# Problem requirements
Scan the lines below; pull out those with "superstructure".
--- Study material Enclosed Below ---
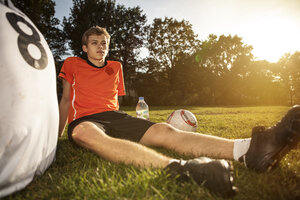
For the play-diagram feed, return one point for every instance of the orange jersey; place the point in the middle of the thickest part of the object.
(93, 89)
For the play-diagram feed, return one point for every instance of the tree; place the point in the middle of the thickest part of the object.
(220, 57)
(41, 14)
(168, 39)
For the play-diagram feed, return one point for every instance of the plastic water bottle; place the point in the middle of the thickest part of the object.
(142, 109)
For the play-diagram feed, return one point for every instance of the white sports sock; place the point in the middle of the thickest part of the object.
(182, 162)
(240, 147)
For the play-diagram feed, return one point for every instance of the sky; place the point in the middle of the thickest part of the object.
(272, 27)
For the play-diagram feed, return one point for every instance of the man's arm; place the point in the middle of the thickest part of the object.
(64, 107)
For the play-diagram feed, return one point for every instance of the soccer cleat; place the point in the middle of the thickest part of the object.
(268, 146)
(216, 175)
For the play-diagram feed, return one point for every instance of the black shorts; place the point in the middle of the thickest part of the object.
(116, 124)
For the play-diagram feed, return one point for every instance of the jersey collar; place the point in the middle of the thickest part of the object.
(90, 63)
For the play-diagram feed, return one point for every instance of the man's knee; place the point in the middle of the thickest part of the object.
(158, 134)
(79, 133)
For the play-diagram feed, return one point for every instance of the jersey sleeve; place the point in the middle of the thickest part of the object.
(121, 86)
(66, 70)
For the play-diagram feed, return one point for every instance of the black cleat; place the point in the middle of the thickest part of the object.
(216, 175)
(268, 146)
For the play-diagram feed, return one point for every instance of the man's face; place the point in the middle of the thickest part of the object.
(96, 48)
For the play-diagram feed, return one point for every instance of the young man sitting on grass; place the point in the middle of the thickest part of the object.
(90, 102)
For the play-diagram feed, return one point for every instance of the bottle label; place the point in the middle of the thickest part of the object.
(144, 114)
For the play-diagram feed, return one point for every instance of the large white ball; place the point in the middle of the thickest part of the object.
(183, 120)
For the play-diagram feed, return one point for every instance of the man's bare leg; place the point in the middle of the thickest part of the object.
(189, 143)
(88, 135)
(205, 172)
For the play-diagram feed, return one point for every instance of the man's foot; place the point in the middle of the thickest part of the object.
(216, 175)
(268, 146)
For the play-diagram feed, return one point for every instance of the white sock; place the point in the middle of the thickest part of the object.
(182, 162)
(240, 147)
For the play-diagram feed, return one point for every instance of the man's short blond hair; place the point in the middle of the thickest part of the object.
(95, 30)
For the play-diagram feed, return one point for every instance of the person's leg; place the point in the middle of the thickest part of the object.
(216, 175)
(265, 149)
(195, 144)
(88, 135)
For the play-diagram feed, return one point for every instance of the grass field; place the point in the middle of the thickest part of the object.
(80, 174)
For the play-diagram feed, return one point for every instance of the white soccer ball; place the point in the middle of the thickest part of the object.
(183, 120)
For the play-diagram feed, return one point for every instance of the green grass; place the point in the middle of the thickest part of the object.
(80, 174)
--- End of Enclosed Study material ---
--- Study material Enclosed Below ---
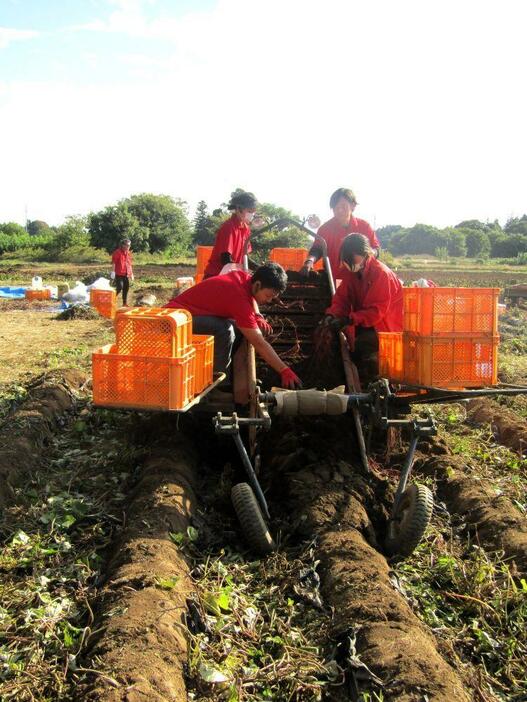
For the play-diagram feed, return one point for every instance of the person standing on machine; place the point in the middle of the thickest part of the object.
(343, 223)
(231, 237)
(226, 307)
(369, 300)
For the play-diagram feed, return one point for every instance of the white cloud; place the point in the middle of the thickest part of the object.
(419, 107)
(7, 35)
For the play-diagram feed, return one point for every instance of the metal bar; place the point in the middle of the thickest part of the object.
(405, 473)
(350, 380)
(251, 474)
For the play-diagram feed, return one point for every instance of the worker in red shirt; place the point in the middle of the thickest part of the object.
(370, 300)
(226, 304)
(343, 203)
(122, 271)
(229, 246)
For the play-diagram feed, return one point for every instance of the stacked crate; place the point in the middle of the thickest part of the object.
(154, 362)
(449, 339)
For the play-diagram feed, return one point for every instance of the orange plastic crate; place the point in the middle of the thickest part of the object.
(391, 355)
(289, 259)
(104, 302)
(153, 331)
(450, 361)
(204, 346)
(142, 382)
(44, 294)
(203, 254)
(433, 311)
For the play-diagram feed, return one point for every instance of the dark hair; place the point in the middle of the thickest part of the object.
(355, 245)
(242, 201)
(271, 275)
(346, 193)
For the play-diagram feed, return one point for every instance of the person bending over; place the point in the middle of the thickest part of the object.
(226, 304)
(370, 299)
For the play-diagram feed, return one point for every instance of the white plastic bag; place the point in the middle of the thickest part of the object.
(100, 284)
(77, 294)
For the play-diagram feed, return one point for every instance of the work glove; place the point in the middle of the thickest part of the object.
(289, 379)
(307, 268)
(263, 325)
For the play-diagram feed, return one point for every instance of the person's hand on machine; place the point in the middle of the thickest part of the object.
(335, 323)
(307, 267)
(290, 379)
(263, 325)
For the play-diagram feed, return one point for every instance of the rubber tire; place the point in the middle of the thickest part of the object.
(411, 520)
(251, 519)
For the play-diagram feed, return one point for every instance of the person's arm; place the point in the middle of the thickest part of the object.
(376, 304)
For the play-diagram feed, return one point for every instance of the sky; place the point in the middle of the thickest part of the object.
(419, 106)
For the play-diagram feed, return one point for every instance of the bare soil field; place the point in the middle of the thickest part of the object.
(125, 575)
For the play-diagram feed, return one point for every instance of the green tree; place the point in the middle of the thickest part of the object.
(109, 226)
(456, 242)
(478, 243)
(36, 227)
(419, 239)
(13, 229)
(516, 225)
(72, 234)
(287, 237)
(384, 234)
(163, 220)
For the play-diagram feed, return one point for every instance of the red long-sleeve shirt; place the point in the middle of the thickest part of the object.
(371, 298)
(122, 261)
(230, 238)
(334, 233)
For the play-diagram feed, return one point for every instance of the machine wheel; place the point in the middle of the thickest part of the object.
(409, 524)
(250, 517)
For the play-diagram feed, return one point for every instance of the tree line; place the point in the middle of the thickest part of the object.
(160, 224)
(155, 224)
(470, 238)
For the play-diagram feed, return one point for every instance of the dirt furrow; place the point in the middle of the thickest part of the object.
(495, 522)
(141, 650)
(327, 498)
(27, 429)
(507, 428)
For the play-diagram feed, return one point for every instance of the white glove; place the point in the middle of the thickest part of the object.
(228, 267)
--- End of Enclosed Study material ---
--- Study material Enclosed Below ---
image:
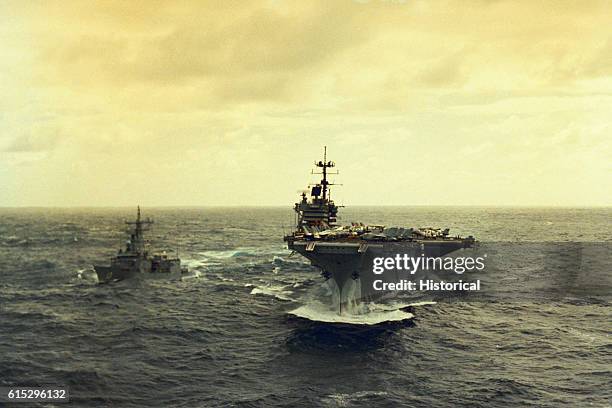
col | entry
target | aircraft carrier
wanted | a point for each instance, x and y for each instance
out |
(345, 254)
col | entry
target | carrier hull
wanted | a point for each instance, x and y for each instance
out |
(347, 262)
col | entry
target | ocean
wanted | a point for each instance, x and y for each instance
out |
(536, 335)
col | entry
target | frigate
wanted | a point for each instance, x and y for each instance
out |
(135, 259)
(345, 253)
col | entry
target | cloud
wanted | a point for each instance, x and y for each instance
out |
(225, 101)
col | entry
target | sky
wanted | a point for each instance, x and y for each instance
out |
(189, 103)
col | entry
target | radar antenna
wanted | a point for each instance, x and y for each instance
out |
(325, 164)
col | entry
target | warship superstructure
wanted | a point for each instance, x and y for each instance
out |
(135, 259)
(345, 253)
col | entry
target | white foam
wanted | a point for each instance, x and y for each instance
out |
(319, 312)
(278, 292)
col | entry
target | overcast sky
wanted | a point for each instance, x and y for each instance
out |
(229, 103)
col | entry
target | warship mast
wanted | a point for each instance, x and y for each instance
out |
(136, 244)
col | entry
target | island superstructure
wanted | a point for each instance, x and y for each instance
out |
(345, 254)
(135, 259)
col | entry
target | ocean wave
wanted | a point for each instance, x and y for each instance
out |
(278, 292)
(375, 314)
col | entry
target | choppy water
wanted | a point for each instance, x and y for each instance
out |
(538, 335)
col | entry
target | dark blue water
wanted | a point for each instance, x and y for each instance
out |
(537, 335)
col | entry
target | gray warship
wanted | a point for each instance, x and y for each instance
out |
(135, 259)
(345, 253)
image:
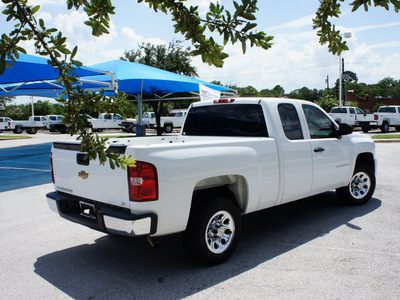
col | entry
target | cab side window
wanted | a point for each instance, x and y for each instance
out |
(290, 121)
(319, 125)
--- End of Enclosed Study material ---
# Result of this task
target | warship superstructure
target | island superstructure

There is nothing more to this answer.